WHAT THE TASK REQUIRES:
Reproduce the passage of the Lake Frome National Park text below from "Lake Frome National" to "and cultural conservation.", word for word.
-------- EXCERPT PROVIDED
Lake Frome National Park, formerly Lake Frome Regional Reserve, is a protected area located in the Australian state of South Australia about 750 km north-east of the state capital of Adelaide, in the Northern Flinders Ranges. It covers the full extent of Lake Frome, an endorheic and ephemeral salt lake. It has an area of 2582.40 km2.

==History==
Lake Frome Regional Reserve was proclaimed as a Regional Reserve on 19 December 1991 for the following purposes and uses:…to extend the conservation management of the adjoining Vulkathunha-Gammon Ranges National Park. It conserves a large arid salt lake system that is of regional geological significance. The dominant land use of the reserve is biological and cultural conservation.

On 26 November 2021, the reserve's status was upgraded to a national park in recognition of its significance as a large salt lake, giving it the same status as other large salt lakes such as Kati Thanda-Lake Eyre, Lake Torrens and Lake Gairdner.

==Location and description==

The park lies around 750 km north-east of Adelaide, in the Northern Flinders Ranges, and includes the whole of Lake Frome, an endorheic salt lake. It has an area of 2582.40 km2. As an ephemeral a salt lake system, it is representative of very rare and little-known environments, and therefore considered to be of national significance.

Since 2013, it has been located within the boundaries of the gazetted locality of Lake Frome.

==Classification==

The regional reserve was classified as an IUCN Category VI protected area.
----------------
-------- RECORDS SHOWN
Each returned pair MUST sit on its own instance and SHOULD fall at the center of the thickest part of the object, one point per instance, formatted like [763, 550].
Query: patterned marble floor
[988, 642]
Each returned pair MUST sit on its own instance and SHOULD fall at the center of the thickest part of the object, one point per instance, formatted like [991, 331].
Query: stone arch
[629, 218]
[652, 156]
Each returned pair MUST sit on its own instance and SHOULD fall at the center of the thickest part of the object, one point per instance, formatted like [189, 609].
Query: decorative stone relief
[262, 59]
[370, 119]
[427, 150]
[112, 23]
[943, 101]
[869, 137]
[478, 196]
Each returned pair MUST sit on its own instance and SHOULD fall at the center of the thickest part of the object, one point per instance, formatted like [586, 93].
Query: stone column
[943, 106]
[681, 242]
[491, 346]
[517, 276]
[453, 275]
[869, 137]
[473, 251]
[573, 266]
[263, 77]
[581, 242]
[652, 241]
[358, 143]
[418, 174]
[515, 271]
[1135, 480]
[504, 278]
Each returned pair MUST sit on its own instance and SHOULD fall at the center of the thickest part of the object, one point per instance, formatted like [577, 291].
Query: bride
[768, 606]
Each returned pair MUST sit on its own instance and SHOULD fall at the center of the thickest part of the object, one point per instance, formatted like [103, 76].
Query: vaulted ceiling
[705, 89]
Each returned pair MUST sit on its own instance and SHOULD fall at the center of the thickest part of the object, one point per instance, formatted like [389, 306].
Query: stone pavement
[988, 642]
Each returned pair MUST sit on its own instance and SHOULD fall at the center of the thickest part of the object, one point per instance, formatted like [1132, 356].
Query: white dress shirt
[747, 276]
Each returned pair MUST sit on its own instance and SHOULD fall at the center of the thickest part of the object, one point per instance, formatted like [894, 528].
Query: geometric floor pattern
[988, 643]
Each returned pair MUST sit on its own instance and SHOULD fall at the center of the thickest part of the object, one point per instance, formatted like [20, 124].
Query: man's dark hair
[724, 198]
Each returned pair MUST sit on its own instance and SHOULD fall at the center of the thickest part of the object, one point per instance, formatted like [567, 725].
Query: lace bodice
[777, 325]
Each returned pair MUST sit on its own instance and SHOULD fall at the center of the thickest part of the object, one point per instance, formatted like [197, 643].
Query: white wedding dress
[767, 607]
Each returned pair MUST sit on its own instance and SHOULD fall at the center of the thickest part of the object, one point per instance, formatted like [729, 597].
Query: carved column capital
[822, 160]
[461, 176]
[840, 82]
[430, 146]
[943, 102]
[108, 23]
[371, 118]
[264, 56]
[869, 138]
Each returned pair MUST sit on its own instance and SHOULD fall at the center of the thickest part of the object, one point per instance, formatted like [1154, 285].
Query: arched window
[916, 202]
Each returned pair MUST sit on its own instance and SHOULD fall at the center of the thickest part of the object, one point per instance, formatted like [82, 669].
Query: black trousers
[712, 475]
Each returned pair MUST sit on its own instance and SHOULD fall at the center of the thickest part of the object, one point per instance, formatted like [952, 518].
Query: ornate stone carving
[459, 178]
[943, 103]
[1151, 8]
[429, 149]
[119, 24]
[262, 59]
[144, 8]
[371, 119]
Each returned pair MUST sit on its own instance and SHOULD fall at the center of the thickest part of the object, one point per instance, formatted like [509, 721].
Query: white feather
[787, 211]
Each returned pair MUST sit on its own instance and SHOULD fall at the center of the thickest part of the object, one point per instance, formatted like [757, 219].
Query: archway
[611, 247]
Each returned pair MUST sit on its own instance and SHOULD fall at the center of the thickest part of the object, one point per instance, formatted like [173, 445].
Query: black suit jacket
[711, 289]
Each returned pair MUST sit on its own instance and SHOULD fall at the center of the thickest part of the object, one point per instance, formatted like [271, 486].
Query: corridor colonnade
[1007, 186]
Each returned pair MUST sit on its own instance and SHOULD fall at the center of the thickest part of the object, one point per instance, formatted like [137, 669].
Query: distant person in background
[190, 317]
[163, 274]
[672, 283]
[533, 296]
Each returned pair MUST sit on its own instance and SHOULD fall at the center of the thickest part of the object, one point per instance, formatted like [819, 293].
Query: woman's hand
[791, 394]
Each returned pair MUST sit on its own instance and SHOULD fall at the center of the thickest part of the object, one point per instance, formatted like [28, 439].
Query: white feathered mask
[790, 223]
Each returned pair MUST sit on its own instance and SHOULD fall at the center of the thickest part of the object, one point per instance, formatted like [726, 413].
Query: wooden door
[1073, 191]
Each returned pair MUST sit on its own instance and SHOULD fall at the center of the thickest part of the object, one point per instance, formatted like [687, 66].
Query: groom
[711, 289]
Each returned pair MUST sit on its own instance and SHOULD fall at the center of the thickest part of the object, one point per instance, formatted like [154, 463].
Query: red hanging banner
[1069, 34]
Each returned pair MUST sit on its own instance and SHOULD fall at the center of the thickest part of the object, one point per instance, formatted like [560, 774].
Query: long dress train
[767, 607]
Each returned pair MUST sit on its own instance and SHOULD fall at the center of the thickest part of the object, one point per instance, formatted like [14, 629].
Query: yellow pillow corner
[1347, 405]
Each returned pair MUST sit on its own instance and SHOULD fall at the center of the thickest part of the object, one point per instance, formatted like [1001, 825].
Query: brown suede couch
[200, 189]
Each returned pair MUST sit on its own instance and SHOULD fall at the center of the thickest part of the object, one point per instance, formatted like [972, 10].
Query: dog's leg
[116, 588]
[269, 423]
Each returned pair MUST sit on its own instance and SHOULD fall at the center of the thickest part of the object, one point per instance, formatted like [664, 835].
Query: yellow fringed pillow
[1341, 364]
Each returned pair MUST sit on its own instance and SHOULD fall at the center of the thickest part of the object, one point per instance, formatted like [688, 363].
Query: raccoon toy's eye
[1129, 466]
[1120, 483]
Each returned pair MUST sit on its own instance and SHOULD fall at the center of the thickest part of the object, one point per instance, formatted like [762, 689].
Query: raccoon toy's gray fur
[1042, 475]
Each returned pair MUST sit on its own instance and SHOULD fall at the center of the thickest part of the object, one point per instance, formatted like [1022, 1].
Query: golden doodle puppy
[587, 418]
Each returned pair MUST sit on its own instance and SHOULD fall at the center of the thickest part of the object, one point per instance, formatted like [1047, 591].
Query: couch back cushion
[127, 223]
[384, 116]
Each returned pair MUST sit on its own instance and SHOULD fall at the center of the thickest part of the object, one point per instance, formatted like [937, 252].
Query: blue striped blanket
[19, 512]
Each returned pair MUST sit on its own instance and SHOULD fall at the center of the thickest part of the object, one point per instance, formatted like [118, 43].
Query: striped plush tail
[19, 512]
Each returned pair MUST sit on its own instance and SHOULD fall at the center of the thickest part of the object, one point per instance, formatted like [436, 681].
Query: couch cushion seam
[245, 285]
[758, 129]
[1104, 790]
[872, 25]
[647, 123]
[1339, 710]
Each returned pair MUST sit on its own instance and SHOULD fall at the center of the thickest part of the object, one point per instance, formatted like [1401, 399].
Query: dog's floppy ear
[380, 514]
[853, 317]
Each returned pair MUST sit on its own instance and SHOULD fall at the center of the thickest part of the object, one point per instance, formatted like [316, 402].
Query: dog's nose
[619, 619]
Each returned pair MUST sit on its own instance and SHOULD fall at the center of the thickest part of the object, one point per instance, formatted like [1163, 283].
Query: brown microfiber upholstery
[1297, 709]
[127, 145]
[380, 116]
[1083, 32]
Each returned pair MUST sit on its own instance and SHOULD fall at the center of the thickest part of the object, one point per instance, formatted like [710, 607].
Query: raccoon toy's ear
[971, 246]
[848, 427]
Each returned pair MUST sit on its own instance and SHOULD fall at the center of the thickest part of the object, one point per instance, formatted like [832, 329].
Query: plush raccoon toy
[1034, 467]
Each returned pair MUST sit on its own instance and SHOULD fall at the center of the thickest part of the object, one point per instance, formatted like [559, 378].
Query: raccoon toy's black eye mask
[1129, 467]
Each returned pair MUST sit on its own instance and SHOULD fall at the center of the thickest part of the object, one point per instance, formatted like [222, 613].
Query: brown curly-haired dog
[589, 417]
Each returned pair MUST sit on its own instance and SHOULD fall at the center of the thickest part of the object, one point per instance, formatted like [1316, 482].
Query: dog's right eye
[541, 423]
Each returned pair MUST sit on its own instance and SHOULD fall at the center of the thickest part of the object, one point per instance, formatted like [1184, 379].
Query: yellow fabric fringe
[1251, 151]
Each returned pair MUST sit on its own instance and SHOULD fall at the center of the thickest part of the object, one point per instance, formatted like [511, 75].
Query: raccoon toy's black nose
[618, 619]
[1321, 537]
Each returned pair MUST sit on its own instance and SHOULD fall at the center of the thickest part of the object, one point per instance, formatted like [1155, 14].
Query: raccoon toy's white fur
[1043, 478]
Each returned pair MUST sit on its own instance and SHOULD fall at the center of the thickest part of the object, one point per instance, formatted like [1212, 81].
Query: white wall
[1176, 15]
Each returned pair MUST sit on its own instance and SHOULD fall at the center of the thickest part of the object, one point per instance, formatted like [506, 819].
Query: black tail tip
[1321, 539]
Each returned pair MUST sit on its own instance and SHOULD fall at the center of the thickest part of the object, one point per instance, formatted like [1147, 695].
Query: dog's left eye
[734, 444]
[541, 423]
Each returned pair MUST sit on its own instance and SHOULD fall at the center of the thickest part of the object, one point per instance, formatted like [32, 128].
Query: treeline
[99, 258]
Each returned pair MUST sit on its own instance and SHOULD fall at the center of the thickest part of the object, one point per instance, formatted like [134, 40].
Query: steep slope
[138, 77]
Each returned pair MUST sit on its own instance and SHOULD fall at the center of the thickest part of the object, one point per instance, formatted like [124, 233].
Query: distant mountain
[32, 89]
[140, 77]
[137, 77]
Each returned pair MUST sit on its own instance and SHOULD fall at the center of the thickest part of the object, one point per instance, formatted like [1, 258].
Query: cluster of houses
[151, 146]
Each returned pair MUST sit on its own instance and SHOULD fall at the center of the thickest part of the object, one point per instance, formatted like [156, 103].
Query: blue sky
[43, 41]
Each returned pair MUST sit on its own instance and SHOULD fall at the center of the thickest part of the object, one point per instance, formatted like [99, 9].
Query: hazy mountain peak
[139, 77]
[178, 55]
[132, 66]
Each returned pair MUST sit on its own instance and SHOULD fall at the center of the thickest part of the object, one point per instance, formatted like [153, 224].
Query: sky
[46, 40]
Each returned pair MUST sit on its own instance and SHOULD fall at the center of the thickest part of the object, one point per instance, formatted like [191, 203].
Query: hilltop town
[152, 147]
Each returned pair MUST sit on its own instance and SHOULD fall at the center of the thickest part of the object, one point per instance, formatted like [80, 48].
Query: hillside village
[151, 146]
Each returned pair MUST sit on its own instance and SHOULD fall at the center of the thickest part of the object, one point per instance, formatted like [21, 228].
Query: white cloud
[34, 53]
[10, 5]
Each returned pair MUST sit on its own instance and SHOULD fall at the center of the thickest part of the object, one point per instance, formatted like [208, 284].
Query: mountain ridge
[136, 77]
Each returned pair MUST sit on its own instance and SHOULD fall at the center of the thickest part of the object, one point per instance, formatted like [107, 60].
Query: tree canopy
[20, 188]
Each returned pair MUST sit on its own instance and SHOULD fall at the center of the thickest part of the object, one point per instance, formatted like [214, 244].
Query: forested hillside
----------------
COMPLETED TASK:
Lake Frome National Park, formerly Lake Frome Regional Reserve, is a protected area located in the Australian state of South Australia about 750 km north-east of the state capital of Adelaide, in the Northern Flinders Ranges. It covers the full extent of Lake Frome, an endorheic and ephemeral salt lake. It has an area of 2582.40 km2.

==History==
Lake Frome Regional Reserve was proclaimed as a Regional Reserve on 19 December 1991 for the following purposes and uses:…to extend the conservation management of the adjoining Vulkathunha-Gammon Ranges National Park. It conserves a large arid salt lake system that is of regional geological significance. The dominant land use of the reserve is biological and cultural conservation.